### [Text]
# # # # # # #

The Kid from Texas is a 1939 Western sports comedy film.

Plot
Margo Thomas, a lady of New York high society, travels to Texas with her brother to buy a new polo pony. When they choose cocky cowboy William Quincy's favorite horse, he asks to accompany them on the trip back East, and when easy-going ranch hand Snifty is chosen instead, William goes along anyway.

William's happy that Margo's rich aunt Minetta takes a shine to him and he develops a romantic attraction to Margo, who resents his arrogance and presence on the Long Island estate so much at first that she asks polo players to pick a fight with him. Trying to learn her favorite sport, William leaves the estate in shame after being thrown from a horse during a polo match.

# # # # # # #

### [Work to do]
A. Reproduce the film summary word for word from "William's happy that" to "a polo match.".
B. In the records, from the line with "TARGET = sky" through the end of the records, replace "cliff face" with "rock face" and return those lines with everything else unchanged.
The film summary and the records come from separate sources.

# # # # # # #

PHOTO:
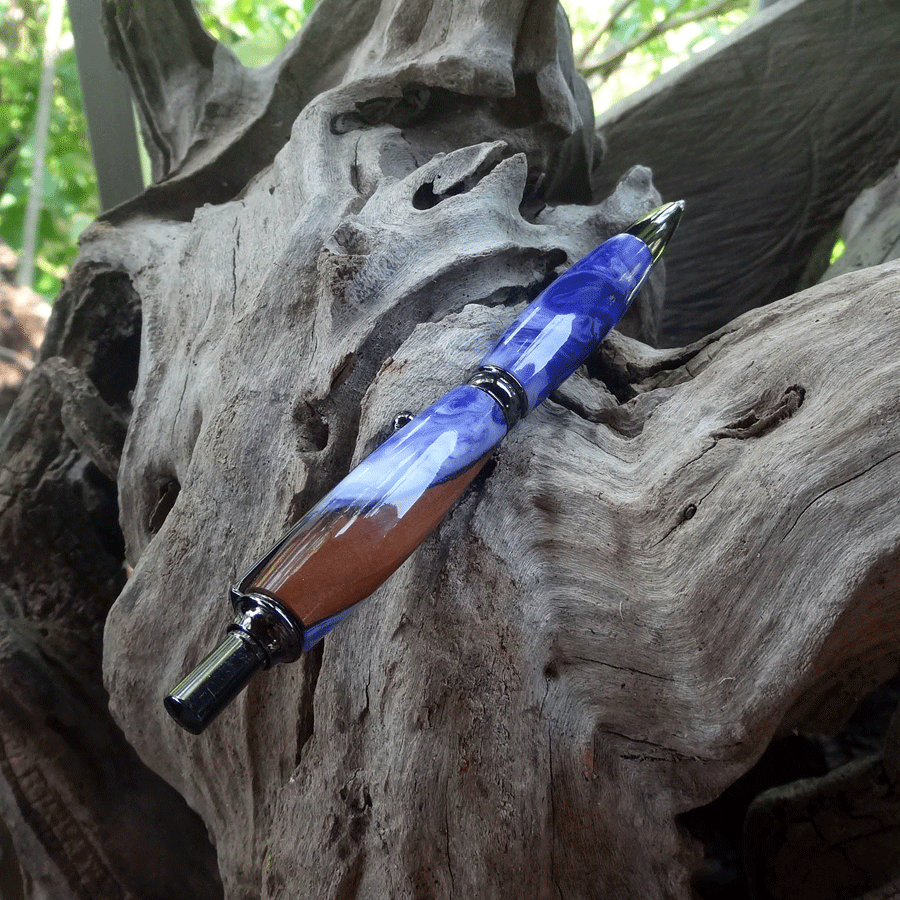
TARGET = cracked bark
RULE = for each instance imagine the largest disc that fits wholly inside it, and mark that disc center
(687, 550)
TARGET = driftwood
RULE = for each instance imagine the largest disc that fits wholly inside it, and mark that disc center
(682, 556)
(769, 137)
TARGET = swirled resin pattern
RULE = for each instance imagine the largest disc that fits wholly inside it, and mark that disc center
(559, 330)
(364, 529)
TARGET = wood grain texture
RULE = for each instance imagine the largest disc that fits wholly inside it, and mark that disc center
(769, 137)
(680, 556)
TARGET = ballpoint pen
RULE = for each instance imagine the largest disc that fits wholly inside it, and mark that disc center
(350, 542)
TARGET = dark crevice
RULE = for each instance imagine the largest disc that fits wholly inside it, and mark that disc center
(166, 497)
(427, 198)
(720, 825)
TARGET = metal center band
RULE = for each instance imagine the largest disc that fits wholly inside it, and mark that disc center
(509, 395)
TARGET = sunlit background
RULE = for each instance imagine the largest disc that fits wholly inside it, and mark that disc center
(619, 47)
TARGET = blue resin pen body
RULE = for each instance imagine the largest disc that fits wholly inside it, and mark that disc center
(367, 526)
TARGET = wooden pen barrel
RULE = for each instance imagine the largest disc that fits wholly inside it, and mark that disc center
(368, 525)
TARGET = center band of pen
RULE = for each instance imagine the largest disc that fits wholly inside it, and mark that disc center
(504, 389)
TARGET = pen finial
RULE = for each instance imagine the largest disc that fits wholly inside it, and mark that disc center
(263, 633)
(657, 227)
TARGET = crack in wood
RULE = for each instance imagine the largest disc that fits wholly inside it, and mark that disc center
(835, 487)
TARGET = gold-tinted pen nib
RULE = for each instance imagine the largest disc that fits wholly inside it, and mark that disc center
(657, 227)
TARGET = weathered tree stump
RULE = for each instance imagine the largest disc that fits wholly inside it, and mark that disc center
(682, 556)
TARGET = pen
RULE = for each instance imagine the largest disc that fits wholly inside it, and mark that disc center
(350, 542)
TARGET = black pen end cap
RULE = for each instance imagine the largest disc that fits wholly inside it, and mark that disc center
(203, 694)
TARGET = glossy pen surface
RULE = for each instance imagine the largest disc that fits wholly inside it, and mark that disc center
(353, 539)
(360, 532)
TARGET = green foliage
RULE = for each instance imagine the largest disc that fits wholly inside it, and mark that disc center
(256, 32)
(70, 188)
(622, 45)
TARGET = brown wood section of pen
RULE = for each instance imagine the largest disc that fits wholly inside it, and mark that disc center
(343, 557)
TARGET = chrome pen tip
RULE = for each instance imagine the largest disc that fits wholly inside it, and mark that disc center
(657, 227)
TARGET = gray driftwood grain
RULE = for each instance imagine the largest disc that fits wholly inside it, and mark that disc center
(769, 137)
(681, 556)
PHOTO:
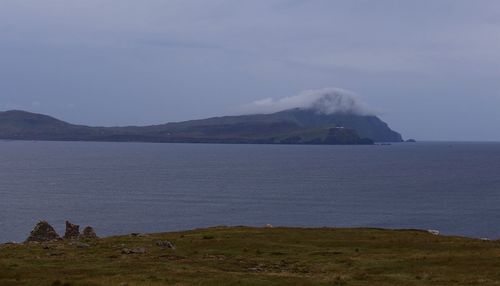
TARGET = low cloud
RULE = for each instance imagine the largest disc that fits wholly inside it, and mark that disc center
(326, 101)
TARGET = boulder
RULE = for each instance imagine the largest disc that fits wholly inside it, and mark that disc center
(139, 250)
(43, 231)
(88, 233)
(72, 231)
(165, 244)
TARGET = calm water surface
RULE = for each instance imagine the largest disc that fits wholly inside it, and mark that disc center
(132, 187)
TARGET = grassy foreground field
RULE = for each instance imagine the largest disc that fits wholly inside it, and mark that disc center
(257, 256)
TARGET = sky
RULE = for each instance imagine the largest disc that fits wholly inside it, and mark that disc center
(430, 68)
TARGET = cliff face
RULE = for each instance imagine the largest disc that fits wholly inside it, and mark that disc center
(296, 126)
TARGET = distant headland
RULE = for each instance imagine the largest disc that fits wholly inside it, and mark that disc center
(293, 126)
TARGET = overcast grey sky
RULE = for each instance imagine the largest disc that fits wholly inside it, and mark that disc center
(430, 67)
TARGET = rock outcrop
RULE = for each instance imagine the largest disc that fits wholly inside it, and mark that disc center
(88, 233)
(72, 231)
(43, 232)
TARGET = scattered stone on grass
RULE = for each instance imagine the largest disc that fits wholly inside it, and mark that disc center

# # # # # # #

### [Answers given]
A.
William's happy that Margo's rich aunt Minetta takes a shine to him and he develops a romantic attraction to Margo, who resents his arrogance and presence on the Long Island estate so much at first that she asks polo players to pick a fight with him. Trying to learn her favorite sport, William leaves the estate in shame after being thrown from a horse during a polo match.

B.
TARGET = sky
RULE = for each instance imagine the largest disc that fits wholly inside it, and mark that disc center
(430, 68)
TARGET = rock face
RULE = for each instance imagine the largest disc that fits wholly inside it, and mark that disc center
(296, 126)
TARGET = distant headland
RULE = for each instance imagine the largest disc that fits wholly inside it, and mark that disc center
(293, 126)
TARGET = overcast grey sky
RULE = for each instance imagine the largest disc that fits wholly inside it, and mark that disc center
(430, 67)
TARGET = rock outcrop
RULE = for each instance imagine the largest disc that fits wholly inside it, and mark that disc center
(88, 233)
(72, 231)
(43, 232)
TARGET = scattered stone on grass
RULE = for each instance imagine the largest disc that fits wholly inside it, and mark that disc center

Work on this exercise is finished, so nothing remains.